→ Work to complete: Copy out every record below, along with the points listed under each one, without changing any character.

→ Stored dataset items:
☆ ☆ ☆ ☆ ☆ ☆ ☆
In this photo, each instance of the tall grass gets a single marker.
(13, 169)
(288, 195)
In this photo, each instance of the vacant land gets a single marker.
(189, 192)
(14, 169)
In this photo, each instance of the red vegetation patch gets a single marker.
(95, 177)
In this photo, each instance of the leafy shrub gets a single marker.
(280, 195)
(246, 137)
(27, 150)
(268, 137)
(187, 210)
☆ ☆ ☆ ☆ ☆ ☆ ☆
→ Completed task:
In this photo, each instance of the tall grass gets a single marker.
(13, 169)
(288, 195)
In this photo, each instance of the vacant land gets a single marker.
(189, 192)
(14, 169)
In this photo, each instance of the red vegetation patch gets a single marker.
(95, 177)
In this photo, each instance of the leafy shrub gets a single marker.
(280, 195)
(246, 137)
(27, 150)
(268, 137)
(187, 210)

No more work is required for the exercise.